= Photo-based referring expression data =

* * * * * * * * *

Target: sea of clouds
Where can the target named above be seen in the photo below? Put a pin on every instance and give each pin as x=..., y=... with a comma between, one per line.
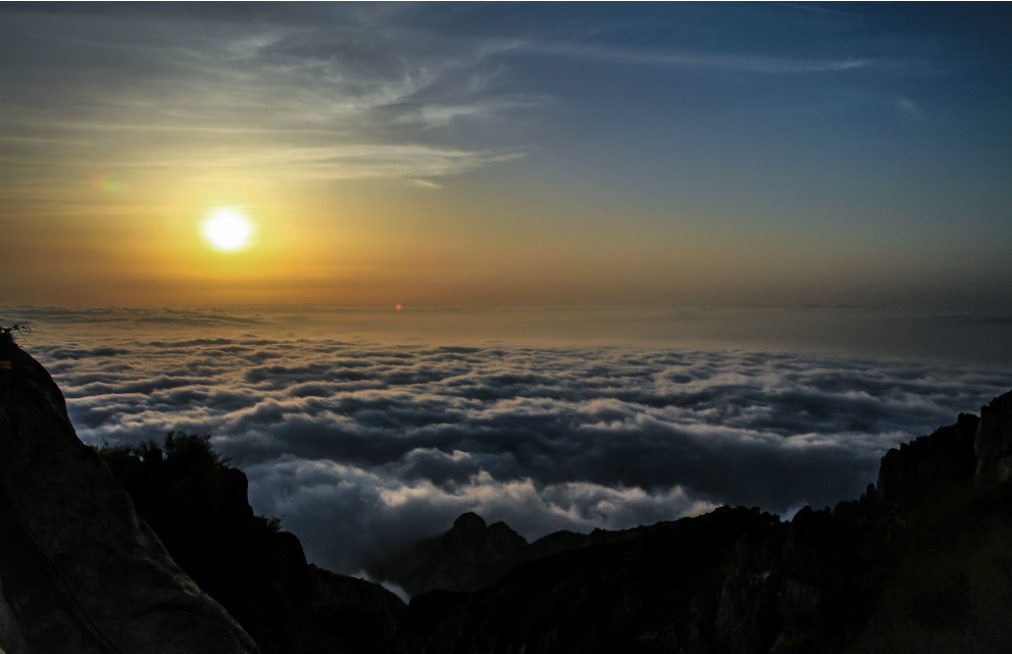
x=363, y=441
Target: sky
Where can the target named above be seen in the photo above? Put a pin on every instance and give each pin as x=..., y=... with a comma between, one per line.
x=566, y=265
x=388, y=154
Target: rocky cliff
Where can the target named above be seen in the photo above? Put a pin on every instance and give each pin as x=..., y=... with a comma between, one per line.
x=79, y=572
x=921, y=562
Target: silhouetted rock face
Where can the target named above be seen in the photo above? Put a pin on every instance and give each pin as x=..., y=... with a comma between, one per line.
x=80, y=573
x=993, y=442
x=944, y=457
x=465, y=558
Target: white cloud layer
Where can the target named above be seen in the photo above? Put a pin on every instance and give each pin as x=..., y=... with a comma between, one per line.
x=361, y=445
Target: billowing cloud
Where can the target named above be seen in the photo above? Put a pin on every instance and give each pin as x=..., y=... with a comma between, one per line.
x=363, y=444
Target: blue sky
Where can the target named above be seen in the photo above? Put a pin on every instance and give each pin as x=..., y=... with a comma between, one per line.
x=489, y=153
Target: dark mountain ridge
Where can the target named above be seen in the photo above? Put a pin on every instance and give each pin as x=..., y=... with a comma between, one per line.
x=921, y=562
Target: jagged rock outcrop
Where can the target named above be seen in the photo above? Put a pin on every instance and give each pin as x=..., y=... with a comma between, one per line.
x=917, y=564
x=465, y=558
x=198, y=507
x=79, y=572
x=942, y=458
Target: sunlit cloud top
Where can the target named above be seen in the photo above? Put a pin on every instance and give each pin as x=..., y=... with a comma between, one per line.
x=483, y=153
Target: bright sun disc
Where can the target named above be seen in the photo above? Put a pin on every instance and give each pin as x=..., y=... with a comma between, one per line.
x=228, y=229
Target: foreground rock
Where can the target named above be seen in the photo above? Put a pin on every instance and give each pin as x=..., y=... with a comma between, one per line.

* * * * * * * * *

= WHAT TO DO =
Your answer must be an exact transcription of the records above, minus the pictures.

= WRITTEN ANSWER =
Target: sea of clouds
Where can the target named above be seen in the photo below? Put a pin on every instance and give each pin as x=..., y=... with a comma between, one per line.
x=363, y=441
Target: sky
Where can the target named above be seen in the photo above? Put a pin on every instance and give each pin as x=..., y=... with a comma between, one per line.
x=566, y=265
x=388, y=154
Target: rocky cliff
Where can the target named above be seen in the photo above? Put a pin on every instance and give each pin as x=..., y=... with a comma between, one per line.
x=79, y=572
x=921, y=562
Target: silhouetted rock face
Where can the target named above be seen in the photo above? Put a pin on every instance and give each pin as x=..., y=... with a comma between, one per line.
x=80, y=573
x=993, y=442
x=944, y=457
x=465, y=558
Target: white cloud layer
Where can the target named above be seen in the photo above? Put a pin on every instance and give each pin as x=..., y=... with a comma between, one per line.
x=361, y=445
Target: billowing cloud
Where can the target named above be seen in the photo above? Put a pin on every instance and give each pin as x=..., y=... with a comma between, one per line.
x=363, y=444
Target: blue sky
Where can the target named above be seen in the photo above? Put a pin on every instance and give each pin as x=..., y=... with a comma between, one per line.
x=489, y=153
Target: dark mountain ridge
Where can the target named above be seen in the photo above? Put a pin on every instance and give each pin as x=..., y=... with a comma between, one per line.
x=921, y=562
Target: jagged rock outcrop
Where can the target named above be seen in the photo above? Put a pin on every instance and give each pin as x=..., y=... with a comma between, one per line.
x=917, y=564
x=465, y=558
x=198, y=507
x=79, y=572
x=942, y=458
Target: sunlit cloud top
Where can the target named above be seen in the photo above? Put a pin on every instance and give each pin as x=..., y=... with a comma between, one per line.
x=483, y=153
Target: bright sun disc
Where can the target named above be seen in the photo above? Put a pin on every instance and give each pin as x=..., y=... with a comma between, one per line.
x=228, y=229
Target: foreground rock
Where can the target named above be seen in the photo above? Put a pin on every instance and give each pin as x=..., y=... with a comma between, one per line.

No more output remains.